**Exercise**.
Give again only what runs from the line with "Could you please indicate the dead" to the final line of the entries below, exactly as written and without pictures.

**Data for processing**.

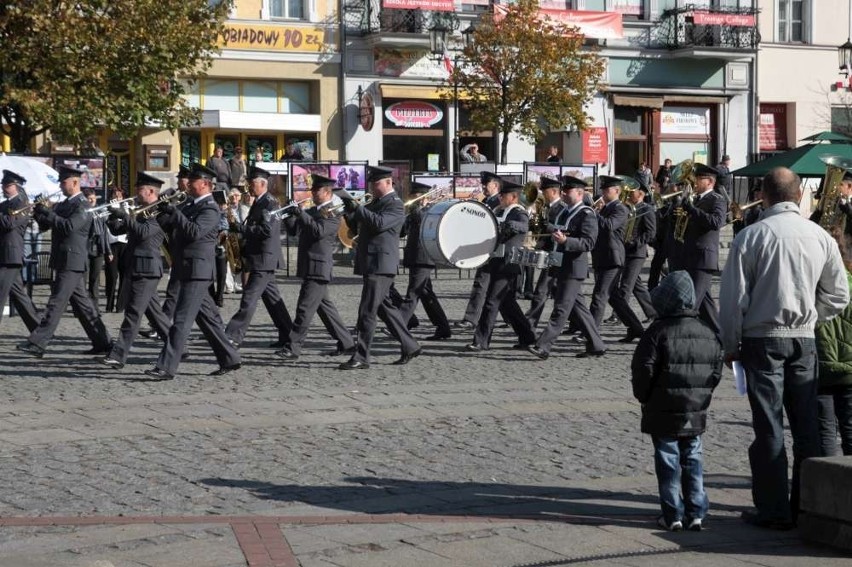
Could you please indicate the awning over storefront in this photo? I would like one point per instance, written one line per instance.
(640, 101)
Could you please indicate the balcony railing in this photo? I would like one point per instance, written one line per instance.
(699, 27)
(368, 17)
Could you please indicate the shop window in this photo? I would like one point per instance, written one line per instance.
(291, 9)
(792, 23)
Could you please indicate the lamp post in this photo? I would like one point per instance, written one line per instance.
(438, 44)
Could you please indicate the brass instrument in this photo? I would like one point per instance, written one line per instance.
(45, 200)
(231, 242)
(683, 175)
(103, 211)
(152, 210)
(737, 209)
(829, 201)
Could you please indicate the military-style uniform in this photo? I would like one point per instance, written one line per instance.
(194, 232)
(261, 234)
(314, 263)
(12, 229)
(420, 266)
(581, 226)
(143, 268)
(636, 251)
(70, 222)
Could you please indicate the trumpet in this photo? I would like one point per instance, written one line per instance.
(43, 199)
(103, 211)
(151, 211)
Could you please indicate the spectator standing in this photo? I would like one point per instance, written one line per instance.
(783, 275)
(675, 368)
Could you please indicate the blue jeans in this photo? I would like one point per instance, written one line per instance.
(781, 375)
(680, 470)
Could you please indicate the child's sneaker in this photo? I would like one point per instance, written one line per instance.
(675, 526)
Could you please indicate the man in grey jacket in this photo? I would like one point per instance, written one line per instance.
(783, 275)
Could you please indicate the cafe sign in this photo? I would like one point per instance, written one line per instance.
(413, 114)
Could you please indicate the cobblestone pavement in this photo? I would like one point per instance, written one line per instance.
(492, 459)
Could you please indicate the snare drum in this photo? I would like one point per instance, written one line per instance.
(459, 233)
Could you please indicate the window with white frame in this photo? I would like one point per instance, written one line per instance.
(291, 9)
(792, 21)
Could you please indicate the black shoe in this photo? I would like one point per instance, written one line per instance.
(111, 362)
(590, 354)
(226, 369)
(755, 519)
(339, 352)
(159, 375)
(286, 354)
(629, 338)
(30, 348)
(406, 358)
(440, 336)
(538, 352)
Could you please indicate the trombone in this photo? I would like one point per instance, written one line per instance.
(42, 199)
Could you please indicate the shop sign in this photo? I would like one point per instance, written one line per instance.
(272, 38)
(596, 25)
(723, 19)
(595, 145)
(685, 120)
(434, 5)
(413, 114)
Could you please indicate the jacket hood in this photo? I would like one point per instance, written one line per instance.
(674, 294)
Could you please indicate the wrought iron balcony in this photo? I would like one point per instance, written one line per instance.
(696, 27)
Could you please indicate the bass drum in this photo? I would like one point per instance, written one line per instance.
(459, 233)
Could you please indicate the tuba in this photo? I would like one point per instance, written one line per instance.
(830, 199)
(683, 175)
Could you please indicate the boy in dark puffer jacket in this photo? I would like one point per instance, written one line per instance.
(676, 366)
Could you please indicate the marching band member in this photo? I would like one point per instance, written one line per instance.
(490, 188)
(376, 259)
(575, 237)
(317, 237)
(608, 253)
(194, 231)
(261, 251)
(143, 269)
(698, 254)
(12, 229)
(503, 276)
(420, 266)
(551, 190)
(70, 222)
(644, 228)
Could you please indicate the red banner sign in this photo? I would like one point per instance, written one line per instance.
(434, 5)
(723, 19)
(596, 25)
(595, 146)
(772, 131)
(414, 114)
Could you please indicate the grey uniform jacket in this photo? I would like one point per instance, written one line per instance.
(582, 231)
(193, 236)
(12, 229)
(317, 238)
(70, 223)
(141, 257)
(609, 248)
(262, 236)
(379, 223)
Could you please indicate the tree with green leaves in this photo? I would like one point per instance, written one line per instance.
(525, 72)
(71, 67)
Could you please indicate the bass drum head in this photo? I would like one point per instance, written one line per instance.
(459, 233)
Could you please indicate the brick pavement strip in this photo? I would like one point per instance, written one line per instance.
(440, 447)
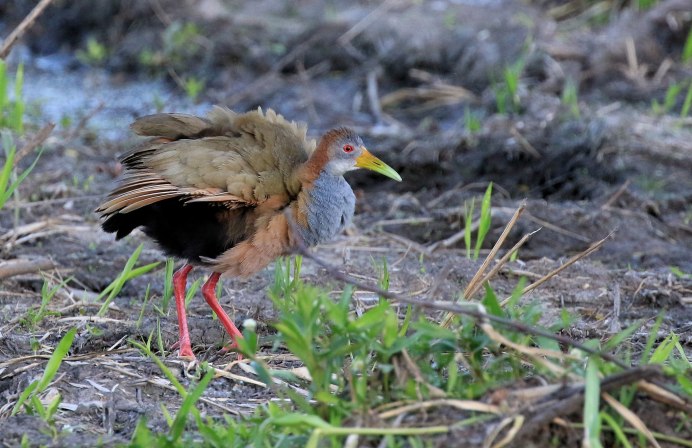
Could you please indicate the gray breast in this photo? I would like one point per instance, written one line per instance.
(332, 203)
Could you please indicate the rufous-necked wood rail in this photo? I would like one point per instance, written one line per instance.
(231, 192)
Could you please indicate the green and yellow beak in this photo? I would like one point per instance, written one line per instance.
(368, 161)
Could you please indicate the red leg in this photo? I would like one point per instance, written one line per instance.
(179, 285)
(209, 293)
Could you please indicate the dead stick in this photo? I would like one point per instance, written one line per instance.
(18, 267)
(466, 309)
(24, 25)
(593, 248)
(566, 402)
(475, 284)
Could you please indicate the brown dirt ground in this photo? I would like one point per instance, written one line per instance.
(617, 169)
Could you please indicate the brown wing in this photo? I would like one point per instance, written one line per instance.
(231, 159)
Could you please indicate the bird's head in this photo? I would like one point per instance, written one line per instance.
(345, 152)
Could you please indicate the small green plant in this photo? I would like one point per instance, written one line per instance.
(128, 273)
(177, 424)
(12, 110)
(94, 54)
(33, 317)
(570, 98)
(483, 223)
(8, 184)
(507, 91)
(29, 399)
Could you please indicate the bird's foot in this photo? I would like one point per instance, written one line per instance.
(184, 350)
(230, 347)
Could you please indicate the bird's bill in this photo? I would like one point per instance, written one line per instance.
(368, 161)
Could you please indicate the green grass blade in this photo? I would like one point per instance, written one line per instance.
(51, 369)
(484, 225)
(468, 221)
(592, 421)
(617, 430)
(4, 98)
(186, 407)
(651, 340)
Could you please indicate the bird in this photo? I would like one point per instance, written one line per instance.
(231, 192)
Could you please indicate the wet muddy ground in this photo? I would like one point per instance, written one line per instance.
(411, 77)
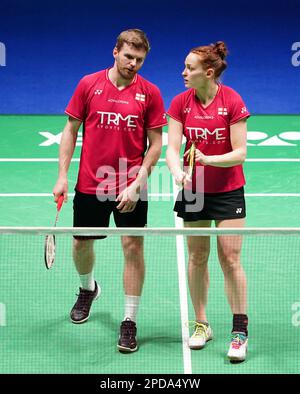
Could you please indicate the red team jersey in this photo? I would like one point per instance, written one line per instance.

**Final result**.
Could you please indicate the dead stick in this photo? I would like one point per instance, written one line per instance.
(18, 267)
(466, 309)
(24, 25)
(593, 248)
(566, 402)
(475, 284)
Could you please indicate the brown dirt ground in this photo? I would like one point per instance, written one line per instance.
(617, 169)
Could you please indicate the brown wing in this photo? I would like one point per instance, written one line per instance.
(231, 159)
Could you please indicate the bird's head in this photo? I would like one point per instance, written one line per instance.
(345, 152)
Could you please indicate the small green plant in this photo? I would like one point per instance, written one line per instance.
(128, 273)
(177, 424)
(12, 110)
(94, 54)
(33, 317)
(570, 98)
(483, 223)
(8, 184)
(507, 91)
(29, 399)
Could you please indicate the bird's foot in this photo? I would like one point per instance, written one line per instance.
(184, 350)
(230, 347)
Could you please indicate the bird's bill in this photo? I would like one point per instance, written one line per instance.
(368, 161)
Could you please indicate the green grass blade in this photo? I would like one point per instance, written one line per instance.
(51, 369)
(484, 225)
(468, 221)
(592, 421)
(617, 430)
(4, 98)
(186, 407)
(651, 340)
Could you please indicate the bird in this photo? I would like one point per instance, written one line per instance.
(231, 192)
Could you please indicate the wet muddy ground in this photo? I would like one point per instance, written one line per instance.
(411, 77)
Could you please indicate the red team jersey in this photo? I would like one point per instance, written one line per instance.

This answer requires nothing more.